Provided entries
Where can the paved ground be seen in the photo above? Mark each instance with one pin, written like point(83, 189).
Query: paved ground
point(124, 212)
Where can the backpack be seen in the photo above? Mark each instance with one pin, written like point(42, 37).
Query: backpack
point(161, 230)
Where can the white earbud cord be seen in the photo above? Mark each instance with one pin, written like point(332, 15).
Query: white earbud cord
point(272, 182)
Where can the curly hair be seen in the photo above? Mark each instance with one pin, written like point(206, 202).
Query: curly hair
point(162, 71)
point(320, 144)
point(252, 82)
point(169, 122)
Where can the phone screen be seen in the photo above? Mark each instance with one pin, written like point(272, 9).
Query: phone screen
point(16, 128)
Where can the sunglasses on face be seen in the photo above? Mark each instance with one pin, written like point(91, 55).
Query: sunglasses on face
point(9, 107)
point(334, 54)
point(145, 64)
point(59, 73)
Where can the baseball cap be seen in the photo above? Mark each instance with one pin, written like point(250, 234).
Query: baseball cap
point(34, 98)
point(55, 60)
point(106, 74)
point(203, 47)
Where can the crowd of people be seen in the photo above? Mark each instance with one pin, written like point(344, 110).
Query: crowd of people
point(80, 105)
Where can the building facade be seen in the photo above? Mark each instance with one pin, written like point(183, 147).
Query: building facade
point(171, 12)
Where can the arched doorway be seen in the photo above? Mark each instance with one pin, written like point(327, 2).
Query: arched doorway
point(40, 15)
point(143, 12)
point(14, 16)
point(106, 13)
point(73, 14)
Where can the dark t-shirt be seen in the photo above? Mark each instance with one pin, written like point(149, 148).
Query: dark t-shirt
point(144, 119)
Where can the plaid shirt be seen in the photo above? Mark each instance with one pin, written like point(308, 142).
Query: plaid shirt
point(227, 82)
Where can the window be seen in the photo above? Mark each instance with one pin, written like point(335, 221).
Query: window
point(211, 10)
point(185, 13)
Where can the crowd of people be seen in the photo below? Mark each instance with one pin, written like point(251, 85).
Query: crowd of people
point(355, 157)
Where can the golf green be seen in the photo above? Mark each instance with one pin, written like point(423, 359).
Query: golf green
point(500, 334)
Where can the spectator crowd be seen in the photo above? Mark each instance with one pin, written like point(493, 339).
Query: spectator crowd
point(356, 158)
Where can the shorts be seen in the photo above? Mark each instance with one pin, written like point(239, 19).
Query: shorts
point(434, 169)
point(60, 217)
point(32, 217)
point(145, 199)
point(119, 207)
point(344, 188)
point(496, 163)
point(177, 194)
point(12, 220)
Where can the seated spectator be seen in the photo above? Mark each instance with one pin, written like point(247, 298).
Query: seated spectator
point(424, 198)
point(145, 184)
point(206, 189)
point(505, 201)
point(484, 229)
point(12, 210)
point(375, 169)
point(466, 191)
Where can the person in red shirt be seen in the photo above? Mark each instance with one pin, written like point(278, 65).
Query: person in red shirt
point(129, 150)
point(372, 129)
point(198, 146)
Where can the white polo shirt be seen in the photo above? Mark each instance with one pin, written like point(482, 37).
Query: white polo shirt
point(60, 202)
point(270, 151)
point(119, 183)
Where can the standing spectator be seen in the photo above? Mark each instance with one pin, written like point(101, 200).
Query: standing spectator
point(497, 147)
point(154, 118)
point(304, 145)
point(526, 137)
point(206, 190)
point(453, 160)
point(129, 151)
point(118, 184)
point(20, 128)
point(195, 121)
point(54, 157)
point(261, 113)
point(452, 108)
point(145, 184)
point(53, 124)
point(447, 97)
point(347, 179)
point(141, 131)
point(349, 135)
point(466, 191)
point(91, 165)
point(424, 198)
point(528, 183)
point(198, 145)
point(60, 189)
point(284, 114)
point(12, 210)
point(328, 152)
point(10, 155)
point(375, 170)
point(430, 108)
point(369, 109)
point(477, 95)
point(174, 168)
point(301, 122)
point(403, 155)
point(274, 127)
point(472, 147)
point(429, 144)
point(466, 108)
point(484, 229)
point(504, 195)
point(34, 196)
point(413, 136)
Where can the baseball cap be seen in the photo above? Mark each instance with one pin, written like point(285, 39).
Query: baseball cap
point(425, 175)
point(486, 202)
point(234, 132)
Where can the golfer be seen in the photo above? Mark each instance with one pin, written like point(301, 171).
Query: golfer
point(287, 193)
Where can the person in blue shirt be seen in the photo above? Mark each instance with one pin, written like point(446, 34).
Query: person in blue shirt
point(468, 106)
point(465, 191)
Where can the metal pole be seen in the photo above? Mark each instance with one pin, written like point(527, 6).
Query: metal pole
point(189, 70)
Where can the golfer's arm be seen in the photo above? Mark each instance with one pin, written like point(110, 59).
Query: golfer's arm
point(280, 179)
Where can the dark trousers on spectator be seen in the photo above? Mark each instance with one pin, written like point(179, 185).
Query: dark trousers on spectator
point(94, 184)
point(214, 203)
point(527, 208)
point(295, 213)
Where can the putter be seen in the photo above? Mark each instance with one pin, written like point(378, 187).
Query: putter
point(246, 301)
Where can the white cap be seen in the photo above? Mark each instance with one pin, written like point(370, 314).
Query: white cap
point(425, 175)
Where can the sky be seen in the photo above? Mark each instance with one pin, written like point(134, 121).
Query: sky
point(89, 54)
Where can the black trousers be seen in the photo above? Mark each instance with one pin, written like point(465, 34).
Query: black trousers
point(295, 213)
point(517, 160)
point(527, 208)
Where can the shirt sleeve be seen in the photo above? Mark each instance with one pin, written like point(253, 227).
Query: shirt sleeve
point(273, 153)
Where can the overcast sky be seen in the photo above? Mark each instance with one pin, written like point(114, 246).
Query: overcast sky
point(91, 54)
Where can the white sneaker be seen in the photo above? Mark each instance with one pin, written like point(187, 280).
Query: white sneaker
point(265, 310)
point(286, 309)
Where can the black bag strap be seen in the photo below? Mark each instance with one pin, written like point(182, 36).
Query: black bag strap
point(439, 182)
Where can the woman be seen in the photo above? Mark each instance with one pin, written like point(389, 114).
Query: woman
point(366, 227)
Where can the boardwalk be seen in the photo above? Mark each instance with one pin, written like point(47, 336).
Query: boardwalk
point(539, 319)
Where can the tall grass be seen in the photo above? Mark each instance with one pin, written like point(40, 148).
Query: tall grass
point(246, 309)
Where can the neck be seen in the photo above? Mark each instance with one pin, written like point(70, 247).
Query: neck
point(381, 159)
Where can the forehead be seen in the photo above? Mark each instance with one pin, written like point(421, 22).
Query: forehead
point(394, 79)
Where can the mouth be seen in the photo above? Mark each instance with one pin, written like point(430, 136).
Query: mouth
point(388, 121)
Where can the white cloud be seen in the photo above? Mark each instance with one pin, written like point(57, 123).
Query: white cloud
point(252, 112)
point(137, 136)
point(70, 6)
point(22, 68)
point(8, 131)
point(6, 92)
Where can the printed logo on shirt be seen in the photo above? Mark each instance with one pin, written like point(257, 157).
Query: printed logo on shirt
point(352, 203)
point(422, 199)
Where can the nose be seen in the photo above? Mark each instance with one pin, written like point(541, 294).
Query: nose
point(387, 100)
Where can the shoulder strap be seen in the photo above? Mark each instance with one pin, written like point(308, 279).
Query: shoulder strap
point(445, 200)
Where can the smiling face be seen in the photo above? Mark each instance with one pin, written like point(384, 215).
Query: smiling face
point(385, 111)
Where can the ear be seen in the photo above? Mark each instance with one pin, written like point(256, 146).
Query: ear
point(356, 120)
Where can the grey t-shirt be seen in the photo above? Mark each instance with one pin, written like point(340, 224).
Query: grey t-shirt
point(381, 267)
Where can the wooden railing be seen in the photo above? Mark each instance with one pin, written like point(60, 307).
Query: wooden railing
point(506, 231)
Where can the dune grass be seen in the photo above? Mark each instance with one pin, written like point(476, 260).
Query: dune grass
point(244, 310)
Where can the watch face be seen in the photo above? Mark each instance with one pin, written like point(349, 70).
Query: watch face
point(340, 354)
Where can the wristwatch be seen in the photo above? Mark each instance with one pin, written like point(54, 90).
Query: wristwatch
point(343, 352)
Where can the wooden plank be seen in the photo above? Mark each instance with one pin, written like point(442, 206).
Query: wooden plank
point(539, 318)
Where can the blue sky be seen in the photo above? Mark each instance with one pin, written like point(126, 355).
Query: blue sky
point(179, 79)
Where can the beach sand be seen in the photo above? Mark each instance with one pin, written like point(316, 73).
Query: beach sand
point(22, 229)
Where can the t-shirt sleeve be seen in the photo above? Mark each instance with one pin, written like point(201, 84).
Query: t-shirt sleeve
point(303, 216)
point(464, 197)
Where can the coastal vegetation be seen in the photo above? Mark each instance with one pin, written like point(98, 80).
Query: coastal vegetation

What needs to be done
Filter the records down to the lines containing the word "vegetation", and copy those.

Exercise output
Where can the coastal vegetation be seen in the photo above? Mark each instance with one pin, written like point(98, 80).
Query: coastal vegetation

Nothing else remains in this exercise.